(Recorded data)
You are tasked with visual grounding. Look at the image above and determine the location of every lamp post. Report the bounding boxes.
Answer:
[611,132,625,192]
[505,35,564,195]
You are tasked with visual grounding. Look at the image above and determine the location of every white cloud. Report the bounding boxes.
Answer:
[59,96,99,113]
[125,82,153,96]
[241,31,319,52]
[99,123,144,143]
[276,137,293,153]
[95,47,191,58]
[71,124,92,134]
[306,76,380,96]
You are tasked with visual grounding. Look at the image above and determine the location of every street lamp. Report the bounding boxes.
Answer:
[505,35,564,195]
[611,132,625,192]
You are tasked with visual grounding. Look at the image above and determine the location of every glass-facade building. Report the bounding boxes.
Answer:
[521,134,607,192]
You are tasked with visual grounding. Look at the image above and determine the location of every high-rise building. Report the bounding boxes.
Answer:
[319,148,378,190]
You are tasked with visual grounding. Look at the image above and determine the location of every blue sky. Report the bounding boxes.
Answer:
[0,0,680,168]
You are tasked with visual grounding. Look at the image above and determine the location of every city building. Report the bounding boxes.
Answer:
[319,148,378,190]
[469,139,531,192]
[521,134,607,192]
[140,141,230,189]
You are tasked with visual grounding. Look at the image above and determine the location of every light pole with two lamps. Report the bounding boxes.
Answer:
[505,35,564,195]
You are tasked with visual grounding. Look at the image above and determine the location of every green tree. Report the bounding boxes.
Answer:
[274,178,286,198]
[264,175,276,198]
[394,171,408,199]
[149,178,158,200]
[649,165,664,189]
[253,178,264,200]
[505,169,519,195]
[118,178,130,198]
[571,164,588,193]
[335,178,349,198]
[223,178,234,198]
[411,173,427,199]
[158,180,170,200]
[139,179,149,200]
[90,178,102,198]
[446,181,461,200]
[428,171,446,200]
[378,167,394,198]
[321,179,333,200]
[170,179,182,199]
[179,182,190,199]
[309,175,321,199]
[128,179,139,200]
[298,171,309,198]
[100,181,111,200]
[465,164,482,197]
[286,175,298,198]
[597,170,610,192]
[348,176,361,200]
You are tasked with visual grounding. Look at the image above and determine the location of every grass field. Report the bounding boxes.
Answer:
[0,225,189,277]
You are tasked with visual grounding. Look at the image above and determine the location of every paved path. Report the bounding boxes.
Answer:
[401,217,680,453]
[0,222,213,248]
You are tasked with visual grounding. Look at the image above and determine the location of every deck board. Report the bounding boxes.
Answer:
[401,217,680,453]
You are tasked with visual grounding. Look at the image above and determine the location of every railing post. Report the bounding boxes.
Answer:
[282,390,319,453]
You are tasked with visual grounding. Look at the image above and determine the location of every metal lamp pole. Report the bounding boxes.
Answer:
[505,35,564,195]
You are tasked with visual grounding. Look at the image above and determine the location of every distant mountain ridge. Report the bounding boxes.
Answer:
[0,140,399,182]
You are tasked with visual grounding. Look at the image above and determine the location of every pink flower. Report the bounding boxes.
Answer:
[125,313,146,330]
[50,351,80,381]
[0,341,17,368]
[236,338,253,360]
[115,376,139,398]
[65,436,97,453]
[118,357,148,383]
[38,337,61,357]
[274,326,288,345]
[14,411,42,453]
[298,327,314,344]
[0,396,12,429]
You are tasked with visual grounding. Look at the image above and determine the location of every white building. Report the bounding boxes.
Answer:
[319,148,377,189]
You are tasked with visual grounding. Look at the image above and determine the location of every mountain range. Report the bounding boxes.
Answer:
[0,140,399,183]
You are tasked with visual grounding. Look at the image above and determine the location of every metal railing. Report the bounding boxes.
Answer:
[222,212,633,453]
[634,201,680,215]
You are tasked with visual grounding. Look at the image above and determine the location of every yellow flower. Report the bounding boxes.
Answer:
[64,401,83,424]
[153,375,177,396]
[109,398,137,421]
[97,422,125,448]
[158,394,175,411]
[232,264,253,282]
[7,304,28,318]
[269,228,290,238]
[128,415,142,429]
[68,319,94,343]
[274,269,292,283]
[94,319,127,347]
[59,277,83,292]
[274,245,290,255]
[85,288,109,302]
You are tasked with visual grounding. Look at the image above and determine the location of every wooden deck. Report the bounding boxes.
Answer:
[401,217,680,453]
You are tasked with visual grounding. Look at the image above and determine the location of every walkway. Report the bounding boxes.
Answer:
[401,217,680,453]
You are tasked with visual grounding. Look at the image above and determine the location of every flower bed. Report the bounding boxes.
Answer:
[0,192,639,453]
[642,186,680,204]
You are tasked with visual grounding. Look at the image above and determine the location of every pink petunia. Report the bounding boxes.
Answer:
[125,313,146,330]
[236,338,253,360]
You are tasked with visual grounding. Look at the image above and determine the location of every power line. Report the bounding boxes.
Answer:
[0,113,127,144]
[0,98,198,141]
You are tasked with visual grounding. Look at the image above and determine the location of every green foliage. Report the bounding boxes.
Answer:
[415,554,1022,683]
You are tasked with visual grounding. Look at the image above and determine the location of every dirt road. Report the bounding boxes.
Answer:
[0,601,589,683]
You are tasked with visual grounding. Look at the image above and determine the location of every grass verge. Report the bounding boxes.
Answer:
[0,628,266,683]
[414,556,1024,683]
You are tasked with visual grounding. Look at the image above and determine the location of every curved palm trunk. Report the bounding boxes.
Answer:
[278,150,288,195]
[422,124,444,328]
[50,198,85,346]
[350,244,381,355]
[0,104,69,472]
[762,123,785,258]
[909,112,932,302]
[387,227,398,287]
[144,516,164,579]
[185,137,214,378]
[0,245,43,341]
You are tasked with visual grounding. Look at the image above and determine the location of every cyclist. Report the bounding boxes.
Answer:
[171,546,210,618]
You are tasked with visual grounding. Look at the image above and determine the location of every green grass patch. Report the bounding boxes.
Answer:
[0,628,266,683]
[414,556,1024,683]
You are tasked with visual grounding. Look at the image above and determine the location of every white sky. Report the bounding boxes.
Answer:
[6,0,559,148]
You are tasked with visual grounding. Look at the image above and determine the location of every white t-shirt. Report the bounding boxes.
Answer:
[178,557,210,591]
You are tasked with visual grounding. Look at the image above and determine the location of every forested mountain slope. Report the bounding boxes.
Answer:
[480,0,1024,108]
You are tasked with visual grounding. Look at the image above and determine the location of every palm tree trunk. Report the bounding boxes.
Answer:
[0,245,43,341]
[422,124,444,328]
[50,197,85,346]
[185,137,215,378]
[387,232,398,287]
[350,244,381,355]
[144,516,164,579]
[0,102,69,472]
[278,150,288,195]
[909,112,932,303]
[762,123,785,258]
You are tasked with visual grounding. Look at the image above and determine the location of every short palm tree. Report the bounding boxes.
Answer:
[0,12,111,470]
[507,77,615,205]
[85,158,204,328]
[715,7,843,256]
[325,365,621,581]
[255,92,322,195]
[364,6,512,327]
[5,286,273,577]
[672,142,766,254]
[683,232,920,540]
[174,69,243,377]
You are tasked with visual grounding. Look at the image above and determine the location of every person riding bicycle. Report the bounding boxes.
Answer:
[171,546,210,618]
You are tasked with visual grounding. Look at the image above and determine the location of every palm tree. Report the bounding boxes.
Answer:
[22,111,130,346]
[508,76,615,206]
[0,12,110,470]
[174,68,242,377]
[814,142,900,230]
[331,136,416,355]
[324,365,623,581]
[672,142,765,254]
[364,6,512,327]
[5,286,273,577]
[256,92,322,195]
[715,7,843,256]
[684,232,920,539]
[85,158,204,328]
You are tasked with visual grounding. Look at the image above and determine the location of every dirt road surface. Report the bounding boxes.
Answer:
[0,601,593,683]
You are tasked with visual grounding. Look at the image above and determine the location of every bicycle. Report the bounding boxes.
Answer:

▸ **Instructions for the task**
Could you return the lines above, reproduced character for character, from the first line of the recorded data down to and including the line containing "[306,76,380,96]"?

▸ **Written solution**
You are tasked with visual grounding. Look at the image above and determine the location of every lamp post. Report the bounding boxes.
Answer:
[611,132,625,192]
[505,35,564,195]
You are tasked with visual grounding. Look at the image above and determine the location of every white cloud. Report the bounding boxes.
Answer:
[59,96,99,113]
[125,82,153,96]
[241,31,319,52]
[99,123,144,143]
[276,137,293,153]
[95,47,191,58]
[71,124,92,134]
[306,76,380,96]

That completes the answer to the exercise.